§ **文章节选**
________

如果目标是结束这场可怕的战争,那么解决方案有三:1)通过大规模的西方军事干预——尽管有一定风险和不确定性——果断地改变前线的力量对比;2)接受道德和政治代价来承认当局政权的胜利;以及,3)由美国与俄罗斯共同推动外交解决。第三种选择是首选,其目标是当局和反对派之间达成双方均不完全满意的权力分享协议,地区的主要敌对阵营(分别由伊朗和沙特阿拉伯领导)接受叙利亚不和任意一方结盟,但这一前景在当下无异海市蜃楼。第四个选择,即双方盟友扶持各方存活,但不支持其压倒另一方,将无尽延续一场代理战争,叙利亚民众则会是主要的受害者。但这第四选项就是当下的局势,而且最有可能持续到可预见的将来。

就目前而言,工作重点应放在立即采取措施缓解冲突,并且详细制订最终方案,以将其作为外交途径的基础。在这里需要回答的核心问题是:什么样的权力分享可以均等地保护叙利亚当局和反对派双方各自的利益?从政治进程中获取何种政体以为解决方案的持久性打下基础?现有的机构组织需要如何改变来实现这一设想? 是否有照顾地区敌对阵营各方顾虑的途径?这一方法最可能使叙利亚各方达成协议,也可能解决各方盟友的顾虑。本报告将提出一些建议以供进一步讨论。

各个选项要么令人无法接受,要么不切实际,或者既令人无法接受也不切实际,主要原因是战争动态遭到误判。这不是一个一方受益另一方就一定受损的零和游戏。政权方和反对派可能同时在某些方面具有强势而在另一些方面均具弱势。双方都经历了整合,并都具有足以长期支撑的国内和国外支持。叙利亚当局的军队更身经百战,其盟友也更亲力亲为,因此当局目前取得了重要的战术军事胜利​​。当局还拥有一些忠诚的支持者;其中一些人一开始持中立态度,但后来强忍厌恶转而支持声称为各派大多数人而战的当局。他们虽然深知阿萨德的暴行,但却更警惕反对派的散乱组织以及日益浓重的伊斯兰主义和宗派主义的倾向。最重要的是,叙利亚政权已经在战事中演变,即使有种种失败也丝毫不受影响。

因此,临界点理论应遭迅速摒弃。根据这一理论,一旦反对派的支持者规模达到临界点(种种假设包括接管阿勒颇;迁入大马士革,争取工商阶层的支持),将对当局形成压倒性优势。同样应遭到摒弃的理论为:越来越大的压力要么导致军事政变,要么导致重要人士倒戈,叙利亚当局权力机构将会自我毁灭。叙利亚当局是一个不可分割的整体,其中更易于为人们所接受的元素同最令人难以容忍的元素交织在一起,要把他们分开只能导致整个体系的崩溃。许多阿萨德的支持者在私下对他批评最严厉,他们认为,如果阿萨德下台,国家机构的残余部分将分崩离析。

________

§ **所给记录**
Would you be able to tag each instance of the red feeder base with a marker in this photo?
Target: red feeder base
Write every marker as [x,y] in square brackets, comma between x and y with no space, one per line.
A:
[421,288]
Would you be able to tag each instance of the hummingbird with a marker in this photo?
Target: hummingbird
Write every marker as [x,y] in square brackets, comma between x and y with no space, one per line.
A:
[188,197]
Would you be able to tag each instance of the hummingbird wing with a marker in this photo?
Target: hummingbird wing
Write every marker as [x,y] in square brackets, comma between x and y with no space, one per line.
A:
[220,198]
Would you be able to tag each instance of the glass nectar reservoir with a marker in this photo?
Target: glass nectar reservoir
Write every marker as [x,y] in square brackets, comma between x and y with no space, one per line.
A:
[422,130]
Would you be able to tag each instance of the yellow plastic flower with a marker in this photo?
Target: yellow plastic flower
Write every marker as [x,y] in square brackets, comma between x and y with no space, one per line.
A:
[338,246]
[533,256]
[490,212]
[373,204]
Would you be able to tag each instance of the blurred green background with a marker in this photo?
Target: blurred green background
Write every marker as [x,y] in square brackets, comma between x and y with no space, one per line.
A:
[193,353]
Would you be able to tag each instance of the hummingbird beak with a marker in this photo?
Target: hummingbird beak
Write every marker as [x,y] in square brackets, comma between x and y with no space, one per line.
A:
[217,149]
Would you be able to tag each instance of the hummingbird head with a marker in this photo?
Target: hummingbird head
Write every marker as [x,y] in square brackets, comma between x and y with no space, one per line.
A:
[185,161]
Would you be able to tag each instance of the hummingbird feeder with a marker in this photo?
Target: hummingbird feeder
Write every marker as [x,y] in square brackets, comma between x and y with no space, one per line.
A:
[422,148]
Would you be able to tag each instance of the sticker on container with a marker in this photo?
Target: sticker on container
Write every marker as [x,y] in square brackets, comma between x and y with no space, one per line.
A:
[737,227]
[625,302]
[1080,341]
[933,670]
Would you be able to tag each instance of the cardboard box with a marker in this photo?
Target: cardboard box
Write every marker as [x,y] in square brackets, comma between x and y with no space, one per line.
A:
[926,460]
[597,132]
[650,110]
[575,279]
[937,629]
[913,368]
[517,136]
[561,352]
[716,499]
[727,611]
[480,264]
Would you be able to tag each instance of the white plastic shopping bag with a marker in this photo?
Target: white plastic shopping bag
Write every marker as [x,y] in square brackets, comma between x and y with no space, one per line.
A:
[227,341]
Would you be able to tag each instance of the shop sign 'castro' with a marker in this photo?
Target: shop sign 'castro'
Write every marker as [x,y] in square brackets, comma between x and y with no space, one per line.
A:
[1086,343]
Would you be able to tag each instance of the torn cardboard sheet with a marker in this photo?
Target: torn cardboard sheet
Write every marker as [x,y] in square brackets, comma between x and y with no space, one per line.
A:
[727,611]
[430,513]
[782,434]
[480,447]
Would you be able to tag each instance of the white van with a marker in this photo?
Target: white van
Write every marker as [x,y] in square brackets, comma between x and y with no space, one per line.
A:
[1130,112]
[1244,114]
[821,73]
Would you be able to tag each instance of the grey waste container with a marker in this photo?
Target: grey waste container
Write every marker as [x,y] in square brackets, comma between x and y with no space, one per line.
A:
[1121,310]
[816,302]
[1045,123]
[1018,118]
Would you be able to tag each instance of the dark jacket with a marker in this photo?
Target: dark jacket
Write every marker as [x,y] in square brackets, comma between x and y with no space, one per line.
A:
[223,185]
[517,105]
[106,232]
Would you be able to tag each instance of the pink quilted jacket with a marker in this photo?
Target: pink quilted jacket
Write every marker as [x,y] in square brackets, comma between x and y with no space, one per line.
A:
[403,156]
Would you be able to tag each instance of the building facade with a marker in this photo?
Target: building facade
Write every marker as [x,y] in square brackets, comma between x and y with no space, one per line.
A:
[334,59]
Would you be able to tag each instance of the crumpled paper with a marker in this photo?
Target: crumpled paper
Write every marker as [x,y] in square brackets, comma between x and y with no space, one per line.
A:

________

§ **动手练习**
1: 根据这段关于叙利亚战争的节选,回答下面几个问题:
(a) 结束战争的三种方案中,哪一种被称为首选?
(b) 第四个选择会让谁成为主要的受害者?
(c) 各个选项令人无法接受或不切实际,主要原因是什么?
2: 把记录中从含有"Would you be able to tag each instance of the dark"的那一行开始、一直到记录末尾的各行原样写出来,首尾两行都要算在内。

§ **本题答案**
1:
(a) 第三种:由美国与俄罗斯共同推动外交解决。
(b) 叙利亚民众。
(c) 战争动态遭到误判。

2:
Would you be able to tag each instance of the dark jacket with a marker in this photo?
Target: dark jacket
Write every marker as [x,y] in square brackets, comma between x and y with no space, one per line.
A:
[223,185]
[517,105]
[106,232]
Would you be able to tag each instance of the pink quilted jacket with a marker in this photo?
Target: pink quilted jacket
Write every marker as [x,y] in square brackets, comma between x and y with no space, one per line.
A:
[403,156]
Would you be able to tag each instance of the building facade with a marker in this photo?
Target: building facade
Write every marker as [x,y] in square brackets, comma between x and y with no space, one per line.
A:
[334,59]
Would you be able to tag each instance of the crumpled paper with a marker in this photo?
Target: crumpled paper
Write every marker as [x,y] in square brackets, comma between x and y with no space, one per line.
A:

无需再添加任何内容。